Print exactly, and only, the lines running from the line containing "Can you find the railway" through the end of the records below.

---*---

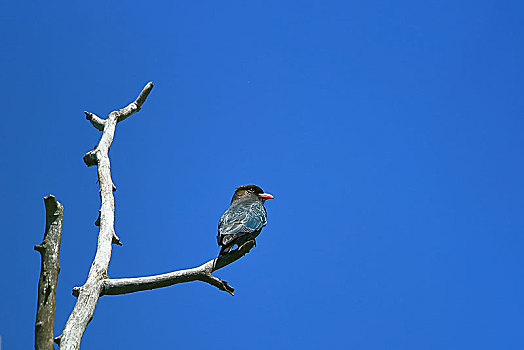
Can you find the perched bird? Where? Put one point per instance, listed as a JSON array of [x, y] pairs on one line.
[[244, 219]]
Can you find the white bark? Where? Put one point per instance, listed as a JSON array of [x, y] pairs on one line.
[[89, 293], [98, 283]]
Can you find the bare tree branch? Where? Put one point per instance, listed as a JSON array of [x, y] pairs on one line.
[[201, 273], [49, 250], [89, 293], [98, 283]]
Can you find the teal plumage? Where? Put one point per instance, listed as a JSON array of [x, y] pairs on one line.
[[244, 219]]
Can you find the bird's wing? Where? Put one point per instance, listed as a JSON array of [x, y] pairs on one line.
[[240, 220]]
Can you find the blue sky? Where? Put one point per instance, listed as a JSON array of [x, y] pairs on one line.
[[390, 134]]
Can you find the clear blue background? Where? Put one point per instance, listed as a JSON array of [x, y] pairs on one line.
[[390, 133]]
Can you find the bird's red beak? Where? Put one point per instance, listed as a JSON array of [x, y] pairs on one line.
[[266, 196]]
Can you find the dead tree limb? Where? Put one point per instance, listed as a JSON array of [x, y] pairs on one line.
[[98, 283], [49, 250], [89, 293], [201, 273]]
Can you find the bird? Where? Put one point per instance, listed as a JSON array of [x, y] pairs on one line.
[[244, 219]]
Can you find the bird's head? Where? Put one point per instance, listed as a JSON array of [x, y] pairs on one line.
[[251, 191]]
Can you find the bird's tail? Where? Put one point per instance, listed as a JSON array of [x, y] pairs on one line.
[[225, 249]]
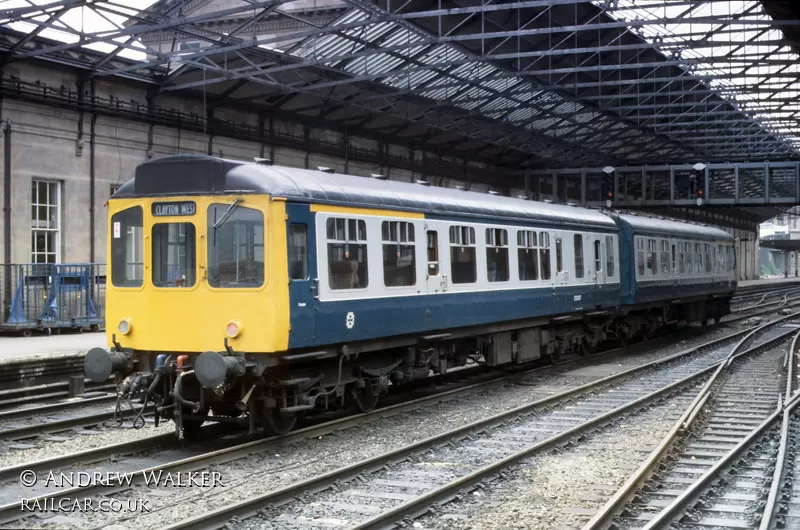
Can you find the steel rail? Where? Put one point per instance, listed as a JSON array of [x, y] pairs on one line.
[[28, 431], [53, 407], [220, 517], [613, 506], [338, 424], [10, 511], [420, 505], [772, 504]]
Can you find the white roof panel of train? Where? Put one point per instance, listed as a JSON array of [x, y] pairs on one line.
[[665, 226], [217, 176]]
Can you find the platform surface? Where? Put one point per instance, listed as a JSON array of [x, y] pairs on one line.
[[13, 347], [769, 281]]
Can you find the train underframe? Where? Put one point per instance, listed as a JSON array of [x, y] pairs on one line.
[[275, 391]]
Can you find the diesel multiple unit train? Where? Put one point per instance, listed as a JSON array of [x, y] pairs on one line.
[[255, 293]]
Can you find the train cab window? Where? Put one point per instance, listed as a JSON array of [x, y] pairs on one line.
[[399, 254], [298, 252], [609, 256], [544, 254], [665, 258], [559, 256], [235, 246], [652, 258], [347, 253], [497, 254], [640, 256], [173, 255], [462, 254], [577, 241], [127, 248], [527, 255], [433, 253]]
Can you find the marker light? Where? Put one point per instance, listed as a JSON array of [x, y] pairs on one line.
[[233, 329]]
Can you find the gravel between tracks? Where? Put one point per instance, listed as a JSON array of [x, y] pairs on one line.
[[546, 492], [80, 442], [265, 472]]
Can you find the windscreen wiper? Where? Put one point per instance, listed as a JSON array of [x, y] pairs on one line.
[[227, 214]]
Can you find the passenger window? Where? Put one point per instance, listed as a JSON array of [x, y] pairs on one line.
[[577, 240], [462, 254], [235, 246], [127, 248], [298, 252], [559, 257], [652, 259], [399, 254], [347, 253], [673, 258], [640, 256], [665, 258], [173, 255], [544, 254], [698, 258], [433, 253], [598, 265], [497, 254], [528, 255]]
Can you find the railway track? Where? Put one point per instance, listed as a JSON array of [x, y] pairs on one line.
[[229, 454], [408, 482], [471, 378], [730, 466]]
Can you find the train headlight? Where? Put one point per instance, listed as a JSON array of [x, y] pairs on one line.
[[233, 329], [124, 326]]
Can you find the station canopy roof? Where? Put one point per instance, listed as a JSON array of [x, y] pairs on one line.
[[531, 83]]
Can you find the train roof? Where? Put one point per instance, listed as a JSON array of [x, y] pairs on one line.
[[654, 226], [202, 175]]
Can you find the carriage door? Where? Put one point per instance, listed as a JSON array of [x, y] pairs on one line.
[[436, 276], [598, 271], [303, 281]]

---*---

## Expected output:
Can you find the railway track? Where? Put one point per instance, listed as a JSON array of [x, y] pairs on one line.
[[229, 454], [408, 482], [471, 378], [730, 466]]
Can you find the train headlight? Where? Put one point per instance, listed as a JSON array of [x, y] pairs on one line.
[[233, 329], [124, 326]]
Can you find the station canopy roof? Where? Put one point per instance, listed as a JSON array of [x, y] pairs on one line.
[[531, 83]]
Can you find the train roof? Where? Put one point per instance, listed as a JSON array of [x, y] pairs on one line.
[[654, 226], [202, 175]]
Can you find the carriage door? Where? Put one point per instance, listed as a JSON array of [x, y] pairs on one line.
[[436, 276], [598, 271], [303, 281]]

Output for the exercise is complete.